-- Data in this exercise --

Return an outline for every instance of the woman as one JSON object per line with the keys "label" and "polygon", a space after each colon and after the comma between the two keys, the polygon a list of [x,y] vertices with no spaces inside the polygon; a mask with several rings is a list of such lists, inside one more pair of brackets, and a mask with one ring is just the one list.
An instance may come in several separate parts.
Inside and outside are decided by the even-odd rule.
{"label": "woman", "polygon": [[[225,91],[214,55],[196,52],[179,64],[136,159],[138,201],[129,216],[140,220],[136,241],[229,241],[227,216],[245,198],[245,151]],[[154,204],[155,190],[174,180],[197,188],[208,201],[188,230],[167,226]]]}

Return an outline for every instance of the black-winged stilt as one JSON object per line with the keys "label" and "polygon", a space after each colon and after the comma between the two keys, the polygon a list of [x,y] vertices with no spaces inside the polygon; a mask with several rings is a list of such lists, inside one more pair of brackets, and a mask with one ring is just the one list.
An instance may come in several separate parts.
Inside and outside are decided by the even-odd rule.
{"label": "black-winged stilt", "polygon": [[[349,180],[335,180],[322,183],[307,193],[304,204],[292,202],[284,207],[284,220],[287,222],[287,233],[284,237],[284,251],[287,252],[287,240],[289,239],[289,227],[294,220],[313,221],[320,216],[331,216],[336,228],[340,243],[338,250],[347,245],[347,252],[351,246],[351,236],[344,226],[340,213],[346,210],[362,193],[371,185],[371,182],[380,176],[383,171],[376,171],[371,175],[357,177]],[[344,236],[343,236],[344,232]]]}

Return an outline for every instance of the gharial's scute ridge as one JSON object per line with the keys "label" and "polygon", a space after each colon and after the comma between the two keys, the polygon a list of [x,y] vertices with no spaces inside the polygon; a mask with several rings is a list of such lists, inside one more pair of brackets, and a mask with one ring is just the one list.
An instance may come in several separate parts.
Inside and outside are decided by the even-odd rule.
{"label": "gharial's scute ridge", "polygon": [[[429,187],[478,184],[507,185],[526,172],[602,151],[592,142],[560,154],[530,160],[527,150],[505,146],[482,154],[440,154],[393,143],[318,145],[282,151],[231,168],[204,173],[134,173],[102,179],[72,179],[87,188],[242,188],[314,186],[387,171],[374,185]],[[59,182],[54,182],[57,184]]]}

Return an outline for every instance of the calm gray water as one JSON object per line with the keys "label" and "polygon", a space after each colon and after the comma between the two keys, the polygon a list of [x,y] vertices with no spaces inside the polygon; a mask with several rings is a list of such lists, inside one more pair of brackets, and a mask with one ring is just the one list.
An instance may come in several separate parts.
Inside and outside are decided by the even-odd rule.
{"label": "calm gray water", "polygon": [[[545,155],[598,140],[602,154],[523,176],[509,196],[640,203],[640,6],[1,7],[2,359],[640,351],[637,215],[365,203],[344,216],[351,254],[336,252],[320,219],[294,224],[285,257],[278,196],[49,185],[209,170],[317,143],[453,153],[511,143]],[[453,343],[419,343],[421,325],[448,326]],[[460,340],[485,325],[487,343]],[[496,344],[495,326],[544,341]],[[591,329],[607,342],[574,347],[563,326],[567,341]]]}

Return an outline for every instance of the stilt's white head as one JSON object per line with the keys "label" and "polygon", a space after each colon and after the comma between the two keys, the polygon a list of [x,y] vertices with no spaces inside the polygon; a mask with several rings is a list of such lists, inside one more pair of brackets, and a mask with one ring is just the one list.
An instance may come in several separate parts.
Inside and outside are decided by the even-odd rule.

-- Given problem --
Print the entries exactly. Include every one.

-- Task result --
Return an outline for every instance of the woman as one JSON object per line with the keys "label" and "polygon", a space after each colon and after the comma between the two keys, the polygon a list of [x,y] vertices with no spaces inside the polygon; a mask with several rings is a list of such lists, inside one more pair of brackets, and a mask with one ring is just the one list.
An instance may come in several separate parts.
Inside and outside are decided by the even-odd rule.
{"label": "woman", "polygon": [[[225,91],[214,55],[196,52],[179,64],[136,159],[138,201],[129,216],[140,220],[136,241],[229,241],[227,216],[245,198],[245,151]],[[154,204],[155,190],[174,180],[197,188],[208,201],[188,230],[167,226]]]}

Return an outline for every instance of the black-winged stilt as one JSON object per line with the keys "label" and "polygon", a space after each colon and after the comma between the two keys, the polygon a list of [x,y] vertices with no spaces inside the polygon; a mask with several rings is a list of such lists, inside one more pair of brackets, and a mask with one ring is just the one list.
An instance may come in several separate parts.
Inside and outside are decided by the even-odd rule.
{"label": "black-winged stilt", "polygon": [[[349,180],[335,180],[322,183],[307,193],[304,204],[292,202],[284,207],[284,220],[287,222],[287,233],[284,237],[284,251],[287,252],[287,240],[289,239],[289,227],[294,220],[313,221],[320,216],[331,216],[336,228],[340,243],[338,250],[347,245],[347,252],[351,246],[351,236],[344,226],[340,213],[346,210],[362,193],[371,185],[371,182],[380,176],[383,171],[376,171],[371,175],[357,177]],[[344,236],[343,236],[344,232]]]}

Return an outline for every instance of the gharial's scute ridge as one JSON object per line with the keys "label" and "polygon", a space after each colon and after the comma between the two keys, the polygon a list of [x,y] vertices with no spaces inside the polygon; a mask with several rings is a list of such lists, inside one more pair of brackets, and a mask with one ring is just the one list.
An instance may come in several separate parts.
Inside and outside are decided by the even-odd rule.
{"label": "gharial's scute ridge", "polygon": [[[429,187],[478,184],[507,185],[526,172],[602,151],[592,142],[560,154],[530,160],[527,150],[505,146],[482,154],[440,154],[393,143],[318,145],[282,151],[231,168],[204,173],[134,173],[102,179],[72,179],[87,188],[242,188],[314,186],[387,171],[374,185]],[[59,182],[54,182],[57,184]]]}

Return an outline for every instance of the calm gray water as one JSON object per line with the keys "label" and "polygon", a space after each colon and after the comma between the two keys, the polygon a list of [x,y] vertices with no spaces inside the polygon; a mask with several rings is a list of such lists, inside one more pair of brackets, and a mask with one ring is just the one list.
An instance may come in several separate parts.
Inside and outside are decided by the even-odd rule.
{"label": "calm gray water", "polygon": [[[545,155],[598,140],[602,154],[523,176],[509,196],[640,203],[640,6],[1,7],[2,359],[640,351],[637,215],[365,203],[344,216],[351,254],[336,252],[320,219],[294,224],[285,257],[278,196],[49,185],[209,170],[317,143],[453,153],[511,143]],[[453,343],[419,343],[421,325],[448,326]],[[460,340],[485,325],[487,343]],[[496,344],[495,326],[544,341]],[[591,329],[607,342],[574,347],[563,326],[567,341]]]}

Return an outline for every instance of the stilt's white head as one JSON object per line with the keys "label" and "polygon", a space after each colon and after the comma between the two keys, the polygon a list of [x,y] vertices with no spaces inside the polygon; a mask with several rings is a list of such lists, inside one more pair of brackets, and a mask with one ring is just the one list.
An instance may come in several separate parts.
Inside and outside are decided by the even-odd rule.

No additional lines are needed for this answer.